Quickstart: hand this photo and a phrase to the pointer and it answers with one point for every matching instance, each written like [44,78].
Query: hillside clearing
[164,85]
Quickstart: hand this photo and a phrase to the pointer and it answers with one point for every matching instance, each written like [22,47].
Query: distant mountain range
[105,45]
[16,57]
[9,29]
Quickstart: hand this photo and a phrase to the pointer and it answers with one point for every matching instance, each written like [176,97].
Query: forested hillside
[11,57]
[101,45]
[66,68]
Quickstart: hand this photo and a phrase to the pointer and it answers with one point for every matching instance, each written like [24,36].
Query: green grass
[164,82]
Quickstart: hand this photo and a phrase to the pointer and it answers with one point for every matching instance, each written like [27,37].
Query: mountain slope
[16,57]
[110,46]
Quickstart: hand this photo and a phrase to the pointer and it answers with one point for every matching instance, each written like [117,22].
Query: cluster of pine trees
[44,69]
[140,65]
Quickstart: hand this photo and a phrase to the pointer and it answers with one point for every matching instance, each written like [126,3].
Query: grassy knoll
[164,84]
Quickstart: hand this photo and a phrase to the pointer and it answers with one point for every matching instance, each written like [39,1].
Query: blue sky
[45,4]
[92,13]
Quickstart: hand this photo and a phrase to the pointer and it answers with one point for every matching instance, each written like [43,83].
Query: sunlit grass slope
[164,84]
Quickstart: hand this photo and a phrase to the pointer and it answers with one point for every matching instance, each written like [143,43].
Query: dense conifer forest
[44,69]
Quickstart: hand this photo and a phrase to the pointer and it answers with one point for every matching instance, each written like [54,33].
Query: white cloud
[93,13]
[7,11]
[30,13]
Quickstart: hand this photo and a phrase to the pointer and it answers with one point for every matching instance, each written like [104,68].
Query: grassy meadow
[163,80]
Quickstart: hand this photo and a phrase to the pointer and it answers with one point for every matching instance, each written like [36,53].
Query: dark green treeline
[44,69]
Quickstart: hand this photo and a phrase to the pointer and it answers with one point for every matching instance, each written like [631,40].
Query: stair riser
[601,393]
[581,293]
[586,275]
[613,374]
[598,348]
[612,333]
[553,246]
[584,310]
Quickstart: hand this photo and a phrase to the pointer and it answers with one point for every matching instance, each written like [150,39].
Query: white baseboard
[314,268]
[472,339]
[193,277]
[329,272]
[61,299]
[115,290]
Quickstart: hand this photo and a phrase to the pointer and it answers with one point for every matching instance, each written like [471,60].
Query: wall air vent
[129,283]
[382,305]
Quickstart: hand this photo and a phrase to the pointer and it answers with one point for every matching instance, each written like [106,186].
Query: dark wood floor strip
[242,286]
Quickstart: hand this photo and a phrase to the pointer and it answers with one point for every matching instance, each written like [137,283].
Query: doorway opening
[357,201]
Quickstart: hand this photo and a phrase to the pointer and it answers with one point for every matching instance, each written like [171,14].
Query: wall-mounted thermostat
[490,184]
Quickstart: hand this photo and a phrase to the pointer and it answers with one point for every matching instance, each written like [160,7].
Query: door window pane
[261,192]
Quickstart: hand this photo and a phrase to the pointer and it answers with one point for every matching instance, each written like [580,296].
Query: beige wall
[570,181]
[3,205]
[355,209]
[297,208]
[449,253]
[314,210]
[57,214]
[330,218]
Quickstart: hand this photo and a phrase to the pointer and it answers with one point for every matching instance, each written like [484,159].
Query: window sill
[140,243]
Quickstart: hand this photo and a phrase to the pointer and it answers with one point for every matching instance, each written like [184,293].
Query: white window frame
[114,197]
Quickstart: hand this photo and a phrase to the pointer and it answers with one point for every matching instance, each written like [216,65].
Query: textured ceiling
....
## TASK TO COMPLETE
Please convert the material above into a Markdown table with the columns Row and Line. Put one line per row with its number, and skip any blank lines.

## RESULT OF THIS TASK
| Row | Line |
|---|---|
| 1 | Quickstart: hand this photo and a phrase to the pointer and it answers with one point for every matching instance, each written like [44,78]. |
| 2 | Query: hillside clearing |
| 3 | [164,85] |
| 4 | Quickstart: hand this photo and a phrase to the pointer and it answers with one point for every matching instance, each written like [22,47]. |
| 5 | Query: distant mountain range |
| 6 | [105,45] |
| 7 | [16,57] |
| 8 | [9,29] |
| 9 | Quickstart: hand this photo and a phrase to the pointer and it answers with one point for every matching instance, each written like [176,97]. |
| 10 | Query: forested hillside |
| 11 | [11,57] |
| 12 | [101,45] |
| 13 | [66,68] |
| 14 | Quickstart: hand this photo and a phrase to the pointer and it answers with one point for every matching instance, each written like [24,36]. |
| 15 | Query: green grass |
| 16 | [164,82] |
| 17 | Quickstart: hand this photo and a phrase to the pointer and it answers with one point for every matching instance, each written like [27,37]. |
| 18 | Query: mountain slope |
| 19 | [16,57] |
| 20 | [110,46] |
| 21 | Quickstart: hand this photo and a phrase to the pointer and it answers with one point for every matching instance, each written like [117,22]. |
| 22 | Query: cluster of pine trees |
| 23 | [44,69] |
| 24 | [140,65] |
| 25 | Quickstart: hand this photo and a phrase to the pointer and it answers with one point for every matching instance, each written like [126,3]. |
| 26 | Query: grassy knoll |
| 27 | [164,84] |
| 28 | Quickstart: hand this photo and a phrase to the pointer and it answers with one point for every matching instance, each written like [39,1]. |
| 29 | Query: blue sky |
| 30 | [45,4] |
| 31 | [92,13] |
| 32 | Quickstart: hand this photo and a phrase to the pointer and it answers with one point for every matching instance, each written like [43,83]. |
| 33 | Query: sunlit grass slope |
| 34 | [164,84] |
| 35 | Quickstart: hand this photo and a phrase to the pointer and it answers with one point for every matching instance, each written like [143,43]. |
| 36 | Query: dense conifer forest |
| 37 | [44,69] |
| 38 | Quickstart: hand this photo and a phrase to the pointer and it answers with one point for every matching instance, each written like [54,33]. |
| 39 | Query: white cloud |
| 40 | [93,13] |
| 41 | [7,11] |
| 42 | [30,13] |
| 43 | Quickstart: hand this photo and a phrase to the pointer and it answers with one point for every matching instance, each written like [104,68]. |
| 44 | Query: grassy meadow |
| 45 | [163,80] |
| 46 | Quickstart: hand this photo and a phrase to the pointer and it answers with one point for every matching instance, each written like [36,53]. |
| 47 | Query: dark green treeline |
| 48 | [44,69] |
| 49 | Quickstart: hand this photo and a phrase to the pointer and it answers with one point for every matching instance, each written like [631,40]. |
| 50 | Query: stair riser |
| 51 | [601,393] |
| 52 | [581,293] |
| 53 | [586,275] |
| 54 | [613,374] |
| 55 | [598,348] |
| 56 | [612,333] |
| 57 | [553,246] |
| 58 | [584,310] |
| 59 | Quickstart: hand this photo and a phrase to the pointer and it answers with one point for every matching instance, each written like [150,39]. |
| 60 | Query: white baseboard |
| 61 | [314,268] |
| 62 | [472,339] |
| 63 | [193,277] |
| 64 | [329,272] |
| 65 | [61,299] |
| 66 | [115,290] |
| 67 | Quickstart: hand this photo and a phrase to the pointer and it answers with one point for every matching instance, each written like [471,60]. |
| 68 | Query: wall air vent |
| 69 | [129,283] |
| 70 | [382,305] |
| 71 | Quickstart: hand this photo and a phrase to the pointer and it answers with one point for every matching instance, each written like [106,186]. |
| 72 | Query: dark wood floor strip |
| 73 | [242,286] |
| 74 | Quickstart: hand this photo and a phrase to the pointer and it answers with one point for every matching instance, each written like [137,283]. |
| 75 | Query: doorway opening |
| 76 | [357,201] |
| 77 | Quickstart: hand this photo and a phrase to the pointer and it answers with one point for every matching instance, each written like [171,14]. |
| 78 | Query: wall-mounted thermostat |
| 79 | [490,184] |
| 80 | Quickstart: hand this photo and a phrase to the pointer and it answers with one point for every matching instance, each written like [160,7]. |
| 81 | Query: door window pane |
| 82 | [261,192] |
| 83 | Quickstart: hand this photo and a phrase to the pointer and it answers with one point for every matching instance, each written like [580,296]. |
| 84 | Query: beige wall |
| 85 | [570,181] |
| 86 | [3,205] |
| 87 | [355,209] |
| 88 | [297,208] |
| 89 | [449,253] |
| 90 | [314,210] |
| 91 | [57,214] |
| 92 | [330,218] |
| 93 | Quickstart: hand this photo and a phrase to the pointer and it answers with one point for every matching instance, each written like [484,159]. |
| 94 | Query: window sill |
| 95 | [140,243] |
| 96 | Quickstart: hand this photo and a phrase to the pointer and it answers with one point for every matching instance, each written like [184,293]. |
| 97 | Query: white window frame |
| 98 | [114,197] |
| 99 | Quickstart: hand this photo and a phrase to the pointer and it answers with one point for every matching instance, each written like [216,65]. |
| 100 | Query: textured ceiling |